Record excerpts -

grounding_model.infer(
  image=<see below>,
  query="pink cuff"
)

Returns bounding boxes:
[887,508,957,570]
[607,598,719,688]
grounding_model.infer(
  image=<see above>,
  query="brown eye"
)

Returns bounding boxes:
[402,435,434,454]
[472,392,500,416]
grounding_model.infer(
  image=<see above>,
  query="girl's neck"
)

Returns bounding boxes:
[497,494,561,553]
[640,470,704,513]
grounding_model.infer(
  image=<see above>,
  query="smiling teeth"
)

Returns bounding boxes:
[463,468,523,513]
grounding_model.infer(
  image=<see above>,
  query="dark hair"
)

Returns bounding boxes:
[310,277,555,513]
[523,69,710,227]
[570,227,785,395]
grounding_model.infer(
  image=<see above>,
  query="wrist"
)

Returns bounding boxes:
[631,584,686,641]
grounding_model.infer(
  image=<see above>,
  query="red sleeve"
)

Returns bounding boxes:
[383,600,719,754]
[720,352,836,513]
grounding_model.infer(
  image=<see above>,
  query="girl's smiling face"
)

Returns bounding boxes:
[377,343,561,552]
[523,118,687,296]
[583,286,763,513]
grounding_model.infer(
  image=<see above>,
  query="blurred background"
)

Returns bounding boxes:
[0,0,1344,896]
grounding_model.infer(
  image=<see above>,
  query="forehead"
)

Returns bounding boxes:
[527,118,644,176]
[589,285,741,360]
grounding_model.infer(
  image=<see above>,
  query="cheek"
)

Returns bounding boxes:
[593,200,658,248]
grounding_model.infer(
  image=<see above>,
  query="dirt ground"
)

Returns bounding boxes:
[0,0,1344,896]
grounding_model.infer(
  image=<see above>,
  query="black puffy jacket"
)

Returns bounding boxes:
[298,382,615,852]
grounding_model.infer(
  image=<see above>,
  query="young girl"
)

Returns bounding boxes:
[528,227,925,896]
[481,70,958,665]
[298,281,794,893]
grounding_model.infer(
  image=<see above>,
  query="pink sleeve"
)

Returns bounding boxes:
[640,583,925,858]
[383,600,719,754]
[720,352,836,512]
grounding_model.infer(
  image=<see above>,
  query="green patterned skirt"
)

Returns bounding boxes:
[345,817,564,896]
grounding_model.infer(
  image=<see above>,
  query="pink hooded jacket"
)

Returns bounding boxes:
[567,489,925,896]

Given request - Render every line of the material above as a Markdown table, skipping blank lines. Use two columns: "Row" for a running number and "Line" for the text of each line.

Exercise result -
| Row | Line |
|---|---|
| 1 | grounding_model.infer( |
| 2 |   image=<see below>, |
| 3 |   query="pink cuff" |
| 4 | ) |
| 5 | Returns bounding boxes: |
| 6 | [887,508,957,570] |
| 7 | [607,598,719,688] |
| 8 | grounding_model.infer( |
| 9 |   image=<see above>, |
| 10 |   query="brown eye" |
| 11 | ) |
| 12 | Returns bounding boxes: |
| 13 | [402,435,434,454] |
| 14 | [472,392,500,416] |
| 15 | grounding_model.infer( |
| 16 |   image=<see above>, |
| 17 |   query="girl's neck" |
| 18 | ) |
| 19 | Returns bounding boxes: |
| 20 | [497,494,561,553] |
| 21 | [640,470,704,513] |
| 22 | grounding_model.infer( |
| 23 |   image=<see above>, |
| 24 |   query="smiling teeth" |
| 25 | ) |
| 26 | Returns bounding boxes: |
| 27 | [463,468,523,513] |
| 28 | grounding_model.infer( |
| 29 |   image=<see above>, |
| 30 |   query="dark hair" |
| 31 | ) |
| 32 | Returns bounding boxes: |
| 33 | [310,277,555,513] |
| 34 | [523,69,710,227] |
| 35 | [570,227,785,395] |
| 36 | grounding_model.infer( |
| 37 |   image=<see above>, |
| 38 |   query="wrist" |
| 39 | ) |
| 40 | Returns bounding boxes: |
| 41 | [631,584,686,641] |
| 42 | grounding_model.infer( |
| 43 |   image=<see above>, |
| 44 |   query="red sleeve" |
| 45 | ) |
| 46 | Returns bounding boxes: |
| 47 | [383,600,719,754] |
| 48 | [720,352,836,513] |
| 49 | grounding_model.infer( |
| 50 |   image=<see above>, |
| 51 |   query="girl's smiling face" |
| 52 | ) |
| 53 | Returns bounding boxes: |
| 54 | [377,343,561,552] |
| 55 | [523,118,687,296] |
| 56 | [583,286,763,513] |
| 57 | grounding_model.infer( |
| 58 |   image=<see above>, |
| 59 |   query="blurred background" |
| 60 | ) |
| 61 | Returns bounding boxes: |
| 62 | [0,0,1344,896] |
| 63 | grounding_model.infer( |
| 64 |   image=<see above>, |
| 65 |   query="forehead" |
| 66 | ) |
| 67 | Returns bounding boxes: |
| 68 | [527,118,644,176] |
| 69 | [589,285,741,360] |
| 70 | grounding_model.infer( |
| 71 |   image=<see above>, |
| 72 |   query="cheek" |
| 73 | ) |
| 74 | Returns bounding boxes: |
| 75 | [593,200,658,248] |
| 76 | grounding_model.infer( |
| 77 |   image=<see above>, |
| 78 |   query="dirt ground" |
| 79 | ) |
| 80 | Returns bounding boxes: |
| 81 | [0,0,1344,896] |
| 82 | grounding_model.infer( |
| 83 |   image=<see above>, |
| 84 |   query="black puffy jacket" |
| 85 | ) |
| 86 | Returns bounding boxes: |
| 87 | [298,382,615,852] |
| 88 | grounding_model.infer( |
| 89 |   image=<see above>, |
| 90 |   query="young girl" |
| 91 | ) |
| 92 | Returns bounding boxes: |
| 93 | [528,227,925,896] |
| 94 | [481,70,958,665] |
| 95 | [298,281,794,893] |
| 96 | grounding_model.infer( |
| 97 |   image=<see above>, |
| 98 |   query="pink sleeve" |
| 99 | ) |
| 100 | Returns bounding boxes: |
| 101 | [640,583,925,858] |
| 102 | [383,600,719,754] |
| 103 | [720,352,836,512] |
| 104 | grounding_model.infer( |
| 105 |   image=<see above>, |
| 106 |   query="green patterned skirt" |
| 107 | ) |
| 108 | Returns bounding boxes: |
| 109 | [345,817,564,896] |
| 110 | grounding_model.infer( |
| 111 |   image=<see above>, |
| 112 |   query="pink hooded jacket" |
| 113 | ) |
| 114 | Returns bounding boxes: |
| 115 | [567,489,925,896] |